* REQUIRED WORK *
Each line of the records that holds the word "concrete" should be copied out.

* ENTRIES PROVIDED *
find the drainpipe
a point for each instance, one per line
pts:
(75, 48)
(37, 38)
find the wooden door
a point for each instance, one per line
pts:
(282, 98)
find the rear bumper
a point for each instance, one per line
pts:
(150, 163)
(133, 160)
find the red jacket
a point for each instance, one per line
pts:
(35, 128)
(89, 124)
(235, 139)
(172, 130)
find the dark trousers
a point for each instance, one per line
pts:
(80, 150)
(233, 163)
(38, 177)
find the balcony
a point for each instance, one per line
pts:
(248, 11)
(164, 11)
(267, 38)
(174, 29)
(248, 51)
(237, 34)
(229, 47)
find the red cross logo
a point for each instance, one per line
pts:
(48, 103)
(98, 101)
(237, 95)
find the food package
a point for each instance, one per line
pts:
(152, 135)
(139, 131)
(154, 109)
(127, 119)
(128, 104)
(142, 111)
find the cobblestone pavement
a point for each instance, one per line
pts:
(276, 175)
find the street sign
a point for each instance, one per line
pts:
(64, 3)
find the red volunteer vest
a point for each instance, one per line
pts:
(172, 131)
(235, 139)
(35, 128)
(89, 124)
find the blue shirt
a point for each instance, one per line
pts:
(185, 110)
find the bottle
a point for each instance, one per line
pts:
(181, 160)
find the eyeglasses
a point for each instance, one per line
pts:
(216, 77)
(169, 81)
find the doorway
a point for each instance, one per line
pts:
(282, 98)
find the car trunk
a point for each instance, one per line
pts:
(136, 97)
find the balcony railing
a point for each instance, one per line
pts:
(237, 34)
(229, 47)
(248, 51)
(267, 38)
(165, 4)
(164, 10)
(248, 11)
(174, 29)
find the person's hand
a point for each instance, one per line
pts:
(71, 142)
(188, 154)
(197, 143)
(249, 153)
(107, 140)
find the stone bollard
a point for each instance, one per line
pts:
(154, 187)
* * *
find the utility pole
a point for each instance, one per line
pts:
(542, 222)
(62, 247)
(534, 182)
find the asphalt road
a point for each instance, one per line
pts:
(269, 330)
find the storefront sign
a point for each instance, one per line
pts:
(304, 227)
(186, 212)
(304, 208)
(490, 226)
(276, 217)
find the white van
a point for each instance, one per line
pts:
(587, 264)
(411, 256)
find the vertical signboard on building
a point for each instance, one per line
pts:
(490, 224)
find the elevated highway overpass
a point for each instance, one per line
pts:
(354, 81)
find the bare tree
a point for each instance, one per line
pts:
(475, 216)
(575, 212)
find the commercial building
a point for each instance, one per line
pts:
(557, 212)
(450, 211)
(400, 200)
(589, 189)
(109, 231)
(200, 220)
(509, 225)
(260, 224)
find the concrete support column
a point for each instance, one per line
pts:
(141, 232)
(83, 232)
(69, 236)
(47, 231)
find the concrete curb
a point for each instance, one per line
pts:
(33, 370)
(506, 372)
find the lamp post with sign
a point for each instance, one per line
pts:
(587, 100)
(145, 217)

* OUTPUT FOR THIS EXERCISE *
find the concrete support column
find the concrete curb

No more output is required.